The request:
Update the data below so that every occurrence of "bounding box" reads "enclosing rectangle", leaving all other text unchanged.

Box-labeled dataset extracts:
= = = = =

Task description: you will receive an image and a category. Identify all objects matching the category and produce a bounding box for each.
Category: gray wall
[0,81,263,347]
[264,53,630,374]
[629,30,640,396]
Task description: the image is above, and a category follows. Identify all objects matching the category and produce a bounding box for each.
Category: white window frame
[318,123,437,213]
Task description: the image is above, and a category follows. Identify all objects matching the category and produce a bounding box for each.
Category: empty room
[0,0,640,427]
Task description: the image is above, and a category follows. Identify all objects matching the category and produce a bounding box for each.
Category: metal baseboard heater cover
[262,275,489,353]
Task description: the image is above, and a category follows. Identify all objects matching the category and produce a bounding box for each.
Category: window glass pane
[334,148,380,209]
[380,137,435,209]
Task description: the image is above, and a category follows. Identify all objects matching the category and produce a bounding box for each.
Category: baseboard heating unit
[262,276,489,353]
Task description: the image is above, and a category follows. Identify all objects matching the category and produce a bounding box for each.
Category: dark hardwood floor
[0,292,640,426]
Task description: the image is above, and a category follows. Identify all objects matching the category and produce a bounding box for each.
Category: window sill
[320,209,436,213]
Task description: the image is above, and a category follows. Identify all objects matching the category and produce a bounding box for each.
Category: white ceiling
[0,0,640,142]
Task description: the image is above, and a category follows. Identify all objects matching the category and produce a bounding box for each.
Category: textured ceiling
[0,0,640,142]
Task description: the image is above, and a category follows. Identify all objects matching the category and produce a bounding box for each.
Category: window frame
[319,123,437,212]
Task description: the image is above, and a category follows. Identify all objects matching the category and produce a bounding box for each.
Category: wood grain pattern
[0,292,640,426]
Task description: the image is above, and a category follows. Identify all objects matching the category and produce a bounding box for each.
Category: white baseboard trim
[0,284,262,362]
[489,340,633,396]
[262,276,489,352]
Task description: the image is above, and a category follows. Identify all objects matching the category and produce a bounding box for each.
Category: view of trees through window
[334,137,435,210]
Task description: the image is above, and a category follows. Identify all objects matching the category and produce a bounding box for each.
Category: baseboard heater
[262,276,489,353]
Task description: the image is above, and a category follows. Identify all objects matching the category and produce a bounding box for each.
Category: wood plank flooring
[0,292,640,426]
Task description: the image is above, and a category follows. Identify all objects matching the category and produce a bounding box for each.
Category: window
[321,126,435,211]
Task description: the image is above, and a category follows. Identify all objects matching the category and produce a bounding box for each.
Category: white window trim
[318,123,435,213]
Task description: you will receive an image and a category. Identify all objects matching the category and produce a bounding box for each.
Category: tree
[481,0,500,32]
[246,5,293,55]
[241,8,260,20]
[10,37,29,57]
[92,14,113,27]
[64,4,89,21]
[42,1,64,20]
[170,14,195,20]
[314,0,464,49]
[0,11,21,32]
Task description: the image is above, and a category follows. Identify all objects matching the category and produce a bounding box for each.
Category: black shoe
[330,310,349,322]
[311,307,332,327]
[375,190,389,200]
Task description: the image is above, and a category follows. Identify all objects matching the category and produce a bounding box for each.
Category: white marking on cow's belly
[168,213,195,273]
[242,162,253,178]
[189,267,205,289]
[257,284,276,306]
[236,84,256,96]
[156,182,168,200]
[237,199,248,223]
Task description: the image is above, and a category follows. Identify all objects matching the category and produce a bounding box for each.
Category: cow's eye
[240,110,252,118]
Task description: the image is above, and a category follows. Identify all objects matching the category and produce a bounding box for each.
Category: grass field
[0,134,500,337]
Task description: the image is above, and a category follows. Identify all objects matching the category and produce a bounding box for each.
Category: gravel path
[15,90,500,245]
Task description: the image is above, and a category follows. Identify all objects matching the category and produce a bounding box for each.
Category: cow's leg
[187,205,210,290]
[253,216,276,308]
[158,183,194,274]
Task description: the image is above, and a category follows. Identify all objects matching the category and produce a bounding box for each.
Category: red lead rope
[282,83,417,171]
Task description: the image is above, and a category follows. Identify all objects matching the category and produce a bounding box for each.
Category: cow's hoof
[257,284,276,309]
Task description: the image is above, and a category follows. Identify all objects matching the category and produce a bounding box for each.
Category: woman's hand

= = = = =

Output of the task:
Task description: you will receive an image and a category. Identify all objects matching the category and produce a enclosing rectangle for each.
Category: gray wall
[0,81,263,347]
[264,53,630,374]
[629,30,640,396]
Task description: the image is above, and a category follows. Identify all objects matching the category and produce a enclosing rectangle for each.
Category: white window frame
[318,123,437,213]
Task description: the image is above, and a category follows. Identify all objects matching the category and produce a enclosing rectangle for each.
Category: empty room
[0,0,640,427]
Task description: the image is above, and a category follows. Identify all objects matching the category and produce a enclosing rectangle for each.
Category: metal baseboard heater cover
[262,275,489,353]
Task description: the image is above, and a category follows. Identify all objects matching the category and produce a enclosing rectangle for each.
Category: window glass pane
[334,148,380,209]
[380,137,435,209]
Task description: the image is above, and a category follows. Identify all objects matching the category and produce a enclosing rectangle for each.
Category: baseboard heating unit
[262,276,489,353]
Task description: the image is above, and a category follows. Identify all objects matching the category and produce a enclosing rectangle for each.
Category: dark hardwood floor
[0,292,640,426]
Task description: the image is above, and a category follows. Identify all objects matching the category and produce a enclosing rectangle for each.
Category: window sill
[320,209,436,213]
Task description: the image is above, and a category follows. Identify all objects matching the category and produce a enclosing rectangle for each.
Category: white ceiling
[0,0,640,142]
Task description: the image is above, and a category follows. Identify all objects matching the category and produce a enclosing rectangle for each.
Category: textured ceiling
[0,0,640,142]
Task description: the image is above, and a category follows. Identify all objects matching the category and produce a enclosing rectangle for each.
Category: window frame
[319,123,437,212]
Task description: the image is above, and a category follows. Identify all objects matching the category and produce a enclosing rectangle for each.
Category: wood grain pattern
[0,292,640,426]
Task description: the image is above, and a category follows. Identify all objects matching the category and produce a enclosing rectangle for each.
Category: white baseboard trim
[0,284,262,362]
[489,340,633,396]
[262,276,489,352]
Task description: the image is above, and a category follows. Identify all objects matching the category and produce a enclosing rectangle for each.
Category: view of trees through window
[334,137,435,210]
Task description: the image is above, and a category follows. Identify all objects matching the category and produce a enclosing rectangle for each.
Category: baseboard heater
[262,276,489,353]
Task description: the image is above, and a category follows. Identify all objects matching the category and produce a enclosing rectangle for each.
Category: wood plank flooring
[0,292,640,426]
Task description: the image is above, and a category follows. Identify all objects matching the category and produce a enclosing rectangle for each.
Category: window
[321,126,435,211]
Task description: the image is above, and a category follows. Identify all objects matching the category and produce a enclosing rectangle for each.
Category: white window trim
[318,123,435,213]
Task description: you will receive an image and a category. Identify all objects matching the category and produce a enclosing rectangle for each.
Category: tree
[481,0,500,32]
[246,5,293,55]
[241,8,260,20]
[10,37,29,57]
[92,14,113,27]
[64,4,89,21]
[42,1,64,20]
[170,14,195,20]
[314,0,464,49]
[0,11,21,32]
Task description: the image is above, and a category follows. Identify all objects matching the category and produce a enclosing rectangle for each.
Category: black shoe
[330,310,349,322]
[311,307,332,327]
[375,190,389,200]
Task description: the image is above, and a category follows. Identify all objects matching the category and produce a enclosing rectangle for each.
Category: white marking on cow's belly
[168,213,195,273]
[242,162,253,178]
[189,267,205,289]
[257,284,276,306]
[236,84,256,96]
[156,182,168,200]
[237,199,248,223]
Task description: the image is above, and a category follows. Identify all objects matching the category and produce a enclosing rectangle for each.
Category: cow's eye
[240,110,252,118]
Task description: the image is above, and a category follows. Identify all objects matching the category and produce a enclosing rectangle for each.
Category: grass field
[0,134,500,337]
Task description: the image is above, and a category follows. Identify all objects matching the category and produce a enclosing rectangle for each.
Category: gravel path
[15,90,500,245]
Task description: the image is above, and a category follows. Identify all objects matching the category and produce a enclosing rectangle for each.
Category: cow's leg
[187,205,210,290]
[253,216,276,308]
[158,183,194,274]
Task description: the image is above, and a category follows. Identify all objects matching the category and produce a enclosing rectangle for each.
Category: red lead rope
[282,83,417,171]
Task description: the image is above, and a category follows. Identify all objects matching the category and produce a enclosing rectangle for each.
Category: cow's hoof
[257,284,276,309]
Task description: the image is above, and a category follows. Identify all objects matching the category and produce a enclosing rectangle for each.
Category: woman's hand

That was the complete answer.